# Required action:
Check each line of the data below for the word "tree". How many lines have it? Answer with the number alone.
########################################
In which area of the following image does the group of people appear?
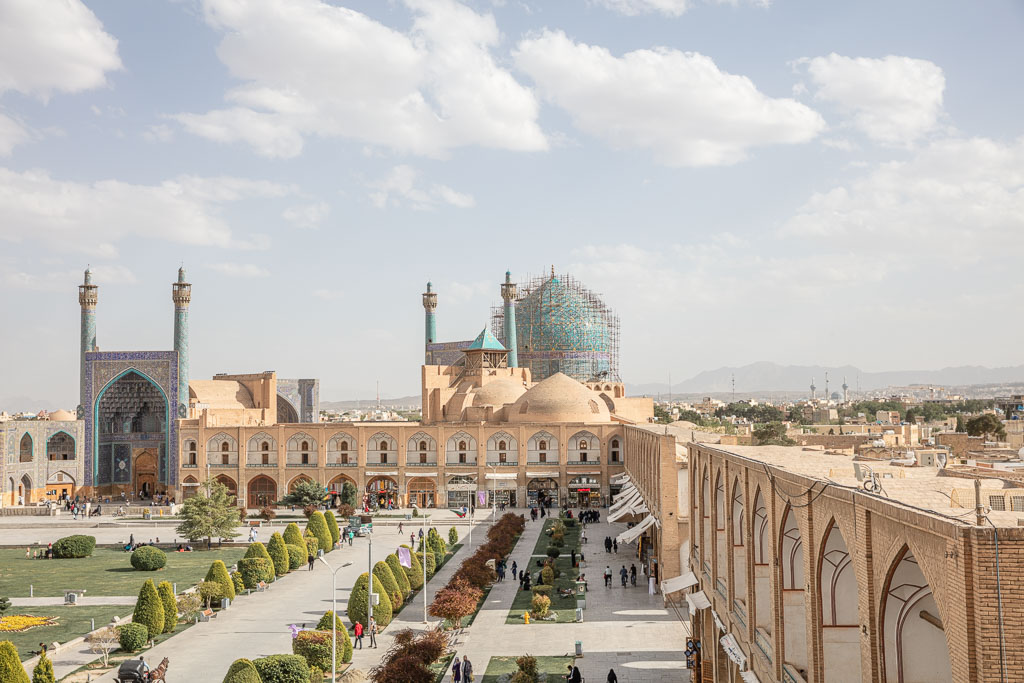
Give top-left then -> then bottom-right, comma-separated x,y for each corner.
449,655 -> 474,682
122,534 -> 161,552
352,616 -> 379,649
603,536 -> 619,554
578,509 -> 600,524
602,564 -> 638,588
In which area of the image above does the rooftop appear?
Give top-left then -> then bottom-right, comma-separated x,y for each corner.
465,327 -> 506,351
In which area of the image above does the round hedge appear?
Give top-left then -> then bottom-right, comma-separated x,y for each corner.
252,654 -> 310,683
283,522 -> 304,547
373,561 -> 402,609
205,559 -> 236,600
130,546 -> 167,571
243,541 -> 273,564
238,558 -> 273,589
315,611 -> 353,663
52,534 -> 96,559
222,658 -> 261,683
286,543 -> 306,570
347,572 -> 392,629
267,532 -> 290,577
118,623 -> 148,653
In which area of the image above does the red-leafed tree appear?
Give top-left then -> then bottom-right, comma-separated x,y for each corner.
428,578 -> 482,629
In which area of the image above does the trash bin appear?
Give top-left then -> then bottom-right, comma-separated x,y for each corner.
575,640 -> 583,655
575,608 -> 583,623
221,598 -> 230,609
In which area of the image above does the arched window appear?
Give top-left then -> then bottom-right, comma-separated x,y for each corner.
610,438 -> 621,463
221,442 -> 229,452
19,434 -> 32,463
261,441 -> 269,465
341,440 -> 349,451
459,440 -> 467,451
188,441 -> 197,465
301,440 -> 309,451
261,441 -> 269,451
539,440 -> 547,451
419,441 -> 427,451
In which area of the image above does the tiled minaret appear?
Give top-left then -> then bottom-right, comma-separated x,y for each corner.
78,267 -> 98,415
172,267 -> 191,416
501,270 -> 518,367
423,281 -> 437,364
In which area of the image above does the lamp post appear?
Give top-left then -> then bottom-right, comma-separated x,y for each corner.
422,509 -> 428,624
316,558 -> 352,682
486,464 -> 497,526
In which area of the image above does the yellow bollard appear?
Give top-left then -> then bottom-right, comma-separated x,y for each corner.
524,612 -> 530,624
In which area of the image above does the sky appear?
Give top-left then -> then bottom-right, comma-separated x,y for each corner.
1,0 -> 1023,407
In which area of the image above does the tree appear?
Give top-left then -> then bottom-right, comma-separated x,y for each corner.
369,628 -> 448,683
157,581 -> 177,633
0,643 -> 28,683
88,626 -> 119,667
306,511 -> 333,554
175,480 -> 241,544
0,596 -> 10,616
222,658 -> 262,683
753,422 -> 795,446
324,512 -> 341,547
32,650 -> 54,683
347,572 -> 393,629
279,480 -> 328,507
315,611 -> 354,664
966,413 -> 1006,440
198,580 -> 225,609
401,546 -> 424,590
266,533 -> 290,577
373,560 -> 403,609
385,553 -> 411,597
653,404 -> 672,424
956,415 -> 967,433
448,527 -> 459,546
340,481 -> 358,507
428,578 -> 481,629
282,522 -> 304,547
133,579 -> 165,643
205,559 -> 236,600
176,592 -> 202,624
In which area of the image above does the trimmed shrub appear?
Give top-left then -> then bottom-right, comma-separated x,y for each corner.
541,565 -> 554,586
303,531 -> 319,559
244,541 -> 273,566
286,543 -> 306,570
253,654 -> 310,683
292,630 -> 345,673
157,581 -> 177,633
373,561 -> 403,610
325,512 -> 341,547
0,641 -> 29,683
564,519 -> 577,528
223,658 -> 261,683
283,522 -> 304,547
448,526 -> 459,546
306,512 -> 333,554
546,546 -> 561,560
231,571 -> 245,595
267,532 -> 290,577
385,553 -> 411,597
347,572 -> 393,629
199,580 -> 225,609
238,558 -> 273,588
400,546 -> 424,590
310,667 -> 323,682
530,594 -> 550,618
117,622 -> 148,653
130,546 -> 167,571
531,585 -> 553,597
32,650 -> 55,683
418,551 -> 436,579
205,560 -> 237,600
51,534 -> 95,559
315,611 -> 353,663
132,579 -> 165,642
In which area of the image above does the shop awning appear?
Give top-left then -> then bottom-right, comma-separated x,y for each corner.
616,513 -> 656,544
526,471 -> 558,478
406,472 -> 437,477
608,500 -> 648,522
685,590 -> 711,614
612,483 -> 637,503
740,671 -> 761,683
484,472 -> 518,480
661,571 -> 698,595
610,472 -> 631,485
720,634 -> 746,667
610,488 -> 639,510
366,471 -> 399,476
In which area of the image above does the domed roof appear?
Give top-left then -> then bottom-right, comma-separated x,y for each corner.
49,409 -> 76,422
471,378 -> 526,407
508,372 -> 611,423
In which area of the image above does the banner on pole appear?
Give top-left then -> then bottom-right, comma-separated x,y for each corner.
398,546 -> 412,568
477,490 -> 487,506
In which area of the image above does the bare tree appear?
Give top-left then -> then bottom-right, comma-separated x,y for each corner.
88,626 -> 119,667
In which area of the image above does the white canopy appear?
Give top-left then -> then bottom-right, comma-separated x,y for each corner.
720,634 -> 746,667
610,472 -> 631,485
609,490 -> 640,513
612,483 -> 637,504
616,513 -> 656,544
608,494 -> 647,522
661,572 -> 698,595
740,670 -> 761,683
484,472 -> 518,480
685,590 -> 711,614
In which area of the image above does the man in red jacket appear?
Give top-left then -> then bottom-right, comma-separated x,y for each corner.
353,620 -> 364,649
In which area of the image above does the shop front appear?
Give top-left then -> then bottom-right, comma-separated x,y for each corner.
527,477 -> 558,508
406,476 -> 437,508
366,474 -> 399,509
568,476 -> 602,507
484,474 -> 518,508
446,475 -> 477,509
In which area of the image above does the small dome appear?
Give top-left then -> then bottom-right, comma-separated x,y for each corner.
471,378 -> 526,407
49,409 -> 76,422
508,372 -> 611,423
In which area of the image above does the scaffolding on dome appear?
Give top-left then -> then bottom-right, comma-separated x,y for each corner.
490,270 -> 620,383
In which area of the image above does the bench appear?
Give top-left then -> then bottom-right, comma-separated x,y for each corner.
199,609 -> 216,622
257,581 -> 268,592
64,589 -> 87,605
248,520 -> 262,528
########################################
# Written solution:
3